Exercise passage =
══════

China's antibiotics makers diversifying
Shanghai. April 6. INTERFAX-CHINA - A growing number of China's antibiotics manufacturers are diversifying to ensure their future competitiveness, according to business insiders.
"Several years ago, some manufacturers of active pharmaceutical ingredients (API) for antibiotics started to increase their efforts in producing finished chemical drugs to guarantee higher profits," Wu Huifang, general manager of Beijing-based pharmaceutical information provider Healthoo.com, told Interfax.
As one of the oldest and largest manufacturers of antibiotics APIs in China, Shijiazhuang Pharmaceutical Group Ltd. has paid more attention to the manufacturing of chemical drugs in recent years. Its subsidiary, Zhongnuo Pharmaceutical Ltd., is now a leading manufacturer of cephalosporins for China's rural market, having taken advantage of the opportunities presented by China's health care reforms.

══════

Stored items from a collection =

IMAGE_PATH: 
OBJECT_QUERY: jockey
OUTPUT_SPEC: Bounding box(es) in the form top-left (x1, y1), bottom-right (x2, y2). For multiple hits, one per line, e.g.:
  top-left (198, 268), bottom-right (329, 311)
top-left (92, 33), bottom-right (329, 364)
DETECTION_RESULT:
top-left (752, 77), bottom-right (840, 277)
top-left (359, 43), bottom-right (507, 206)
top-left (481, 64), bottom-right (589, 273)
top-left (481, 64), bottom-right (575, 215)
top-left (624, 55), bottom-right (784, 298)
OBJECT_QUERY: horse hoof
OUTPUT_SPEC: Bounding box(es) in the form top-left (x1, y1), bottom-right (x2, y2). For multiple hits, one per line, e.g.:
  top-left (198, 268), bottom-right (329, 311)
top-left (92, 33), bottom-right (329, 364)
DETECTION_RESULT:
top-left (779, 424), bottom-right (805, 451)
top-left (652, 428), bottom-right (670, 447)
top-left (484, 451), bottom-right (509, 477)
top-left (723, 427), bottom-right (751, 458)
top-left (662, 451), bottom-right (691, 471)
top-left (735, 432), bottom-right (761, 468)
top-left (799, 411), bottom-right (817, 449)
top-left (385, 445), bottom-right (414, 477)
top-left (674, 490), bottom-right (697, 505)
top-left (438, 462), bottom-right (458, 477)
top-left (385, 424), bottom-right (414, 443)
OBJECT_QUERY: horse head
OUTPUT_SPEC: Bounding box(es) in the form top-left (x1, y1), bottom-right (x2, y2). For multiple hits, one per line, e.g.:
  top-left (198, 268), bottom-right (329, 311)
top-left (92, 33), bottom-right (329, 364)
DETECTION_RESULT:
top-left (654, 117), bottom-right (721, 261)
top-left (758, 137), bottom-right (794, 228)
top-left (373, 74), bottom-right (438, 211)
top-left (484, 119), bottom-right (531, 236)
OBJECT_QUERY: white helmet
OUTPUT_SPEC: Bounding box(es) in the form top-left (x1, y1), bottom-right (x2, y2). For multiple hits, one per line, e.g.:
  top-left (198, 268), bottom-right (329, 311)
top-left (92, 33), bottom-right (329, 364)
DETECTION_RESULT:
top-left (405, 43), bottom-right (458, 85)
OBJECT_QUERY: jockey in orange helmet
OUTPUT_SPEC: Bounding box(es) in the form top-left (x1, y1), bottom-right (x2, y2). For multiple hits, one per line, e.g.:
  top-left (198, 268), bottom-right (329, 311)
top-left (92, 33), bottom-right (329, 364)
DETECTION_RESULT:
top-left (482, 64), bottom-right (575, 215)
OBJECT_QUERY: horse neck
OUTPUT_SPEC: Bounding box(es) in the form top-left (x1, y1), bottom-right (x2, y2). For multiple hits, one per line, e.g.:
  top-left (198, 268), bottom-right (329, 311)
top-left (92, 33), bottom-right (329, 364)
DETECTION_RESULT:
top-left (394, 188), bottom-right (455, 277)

══════

What the task requires =
Answer these questions about the article on China's antibiotics makers:
1. In what city is the article datelined?
2. What position does Wu Huifang hold, and at which company?
3. Which subsidiary of Shijiazhuang Pharmaceutical Group is named, and for what market is it a leading manufacturer of cephalosporins?

Written solution =
1. Shanghai.
2. General manager of Healthoo.com, a Beijing-based pharmaceutical information provider.
3. Zhongnuo Pharmaceutical Ltd., for China's rural market.